Data listing

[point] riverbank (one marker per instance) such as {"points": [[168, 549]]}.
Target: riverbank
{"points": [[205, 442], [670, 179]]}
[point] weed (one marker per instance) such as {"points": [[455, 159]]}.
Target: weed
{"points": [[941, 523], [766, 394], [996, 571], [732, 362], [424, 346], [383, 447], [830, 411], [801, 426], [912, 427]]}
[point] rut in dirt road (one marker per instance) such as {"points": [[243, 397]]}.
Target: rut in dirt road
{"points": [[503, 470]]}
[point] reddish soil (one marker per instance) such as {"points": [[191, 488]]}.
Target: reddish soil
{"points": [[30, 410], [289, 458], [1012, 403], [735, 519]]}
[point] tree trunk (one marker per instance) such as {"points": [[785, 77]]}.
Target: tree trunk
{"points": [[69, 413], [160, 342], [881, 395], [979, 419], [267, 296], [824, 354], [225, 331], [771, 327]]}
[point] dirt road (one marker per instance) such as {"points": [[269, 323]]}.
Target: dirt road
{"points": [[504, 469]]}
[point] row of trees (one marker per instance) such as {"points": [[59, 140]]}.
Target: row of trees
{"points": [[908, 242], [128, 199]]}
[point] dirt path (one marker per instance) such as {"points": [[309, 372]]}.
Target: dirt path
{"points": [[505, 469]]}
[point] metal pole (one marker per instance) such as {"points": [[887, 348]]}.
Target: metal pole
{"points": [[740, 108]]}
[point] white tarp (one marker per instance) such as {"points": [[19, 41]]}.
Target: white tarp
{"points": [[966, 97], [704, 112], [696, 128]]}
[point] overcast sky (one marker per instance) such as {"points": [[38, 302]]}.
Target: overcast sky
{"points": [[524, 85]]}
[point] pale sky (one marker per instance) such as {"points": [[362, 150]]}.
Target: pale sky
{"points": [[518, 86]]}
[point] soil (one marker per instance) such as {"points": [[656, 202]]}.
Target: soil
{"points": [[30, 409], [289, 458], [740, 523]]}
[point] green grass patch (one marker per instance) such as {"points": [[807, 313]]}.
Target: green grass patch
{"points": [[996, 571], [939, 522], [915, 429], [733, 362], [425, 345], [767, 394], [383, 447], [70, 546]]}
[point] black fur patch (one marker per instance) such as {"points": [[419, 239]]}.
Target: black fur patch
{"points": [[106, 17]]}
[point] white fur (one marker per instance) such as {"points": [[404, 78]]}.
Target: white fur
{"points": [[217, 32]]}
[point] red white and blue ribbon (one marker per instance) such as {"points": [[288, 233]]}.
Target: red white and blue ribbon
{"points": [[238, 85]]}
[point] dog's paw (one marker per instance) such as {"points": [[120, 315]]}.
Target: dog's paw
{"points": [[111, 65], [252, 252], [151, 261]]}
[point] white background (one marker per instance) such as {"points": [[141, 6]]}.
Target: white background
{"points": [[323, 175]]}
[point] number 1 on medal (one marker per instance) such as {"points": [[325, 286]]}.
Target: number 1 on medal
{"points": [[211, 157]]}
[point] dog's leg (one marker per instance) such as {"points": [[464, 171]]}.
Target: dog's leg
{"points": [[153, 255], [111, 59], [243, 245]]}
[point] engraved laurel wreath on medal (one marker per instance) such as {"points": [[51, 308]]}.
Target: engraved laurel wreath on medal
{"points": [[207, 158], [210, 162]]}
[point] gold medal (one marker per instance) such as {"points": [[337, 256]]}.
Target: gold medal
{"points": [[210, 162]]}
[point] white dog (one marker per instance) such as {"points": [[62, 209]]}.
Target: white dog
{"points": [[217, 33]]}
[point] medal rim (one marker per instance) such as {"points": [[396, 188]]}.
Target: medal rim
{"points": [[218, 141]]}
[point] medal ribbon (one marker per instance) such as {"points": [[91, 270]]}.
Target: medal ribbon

### Your instructions
Copy the material above back out, exactly as written.

### Solution to this exercise
[point] riverbank (one marker per instance) such as {"points": [[168, 549]]}.
Target: riverbank
{"points": [[205, 442], [670, 179]]}
[point] weed (one marker per instance) such as {"points": [[455, 159]]}.
Target: weed
{"points": [[941, 523], [766, 394], [996, 571], [732, 362], [424, 346], [383, 447], [830, 411], [801, 426], [912, 427]]}
[point] rut in dirt road (one marker per instance) such as {"points": [[243, 397]]}.
Target: rut in dirt road
{"points": [[503, 470]]}
[point] reddish soil (one marker per instance) such as {"points": [[191, 488]]}.
Target: reddish soil
{"points": [[30, 410], [289, 458], [1012, 403], [735, 519]]}
[point] tree trunk (one marker per instance) such as {"points": [[785, 77]]}.
Target: tree trunk
{"points": [[69, 413], [160, 342], [881, 395], [979, 419], [267, 296], [824, 354], [225, 331], [771, 327]]}
[point] dirt road (one marker per instance) such as {"points": [[269, 323]]}.
Target: dirt road
{"points": [[504, 469]]}
[point] row of trees (one marker per instance) such as {"points": [[59, 140]]}.
Target: row of trees
{"points": [[908, 242], [128, 199]]}
[point] dirt path (one marker per instance) such as {"points": [[309, 372]]}.
Target: dirt path
{"points": [[505, 469]]}
[point] metal pole (one marker per instance) such as {"points": [[887, 348]]}.
Target: metal pole
{"points": [[740, 108]]}
[point] white tarp (one marker per instance) such as {"points": [[19, 41]]}.
Target: white tarp
{"points": [[966, 97], [704, 112], [696, 128]]}
[point] overcast sky (one marker per instance) such as {"points": [[38, 302]]}.
Target: overcast sky
{"points": [[524, 85]]}
[point] pale sky (one marker per instance) such as {"points": [[362, 150]]}.
Target: pale sky
{"points": [[518, 86]]}
[point] soil (one marker per instance) such as {"points": [[656, 202]]}.
Target: soil
{"points": [[30, 409], [289, 458], [740, 523]]}
[point] green grass patch (one marker per instance) such as {"points": [[807, 313]]}.
Target: green grass patch
{"points": [[996, 571], [939, 522], [915, 429], [733, 362], [425, 345], [767, 394], [383, 447], [70, 546]]}
[point] black fur patch (one marker per instance) such as {"points": [[419, 239]]}.
Target: black fur patch
{"points": [[106, 17]]}
[point] white fur (one marker per instance) such as {"points": [[404, 78]]}.
Target: white fur
{"points": [[217, 32]]}
[point] red white and blue ribbon (one marker per instance) such as {"points": [[288, 233]]}.
Target: red white and blue ribbon
{"points": [[238, 85]]}
[point] dog's paw (one marker per instance) such as {"points": [[120, 315]]}.
Target: dog's paw
{"points": [[111, 65], [252, 252], [151, 261]]}
[point] white background (one marker per instance) such as {"points": [[141, 6]]}.
Target: white background
{"points": [[323, 175]]}
[point] number 1 on medal (one marker per instance) such as {"points": [[325, 286]]}.
Target: number 1 on medal
{"points": [[211, 157]]}
[point] dog's leg (one marker per instance) such as {"points": [[464, 171]]}.
Target: dog's leg
{"points": [[153, 255], [111, 59], [243, 245]]}
[point] engraved laurel wreath on medal (one marker per instance) such as {"points": [[51, 308]]}.
Target: engraved laurel wreath on medal
{"points": [[207, 158], [210, 162]]}
[point] gold medal (one marker per instance) such as {"points": [[337, 256]]}.
Target: gold medal
{"points": [[210, 162]]}
[point] white dog (one marker per instance) such as {"points": [[62, 209]]}.
Target: white dog
{"points": [[217, 33]]}
[point] medal rim (one marker per instance) such as {"points": [[396, 188]]}.
Target: medal rim
{"points": [[218, 141]]}
[point] medal ribbon (one marker per instance) such as {"points": [[91, 270]]}.
Target: medal ribbon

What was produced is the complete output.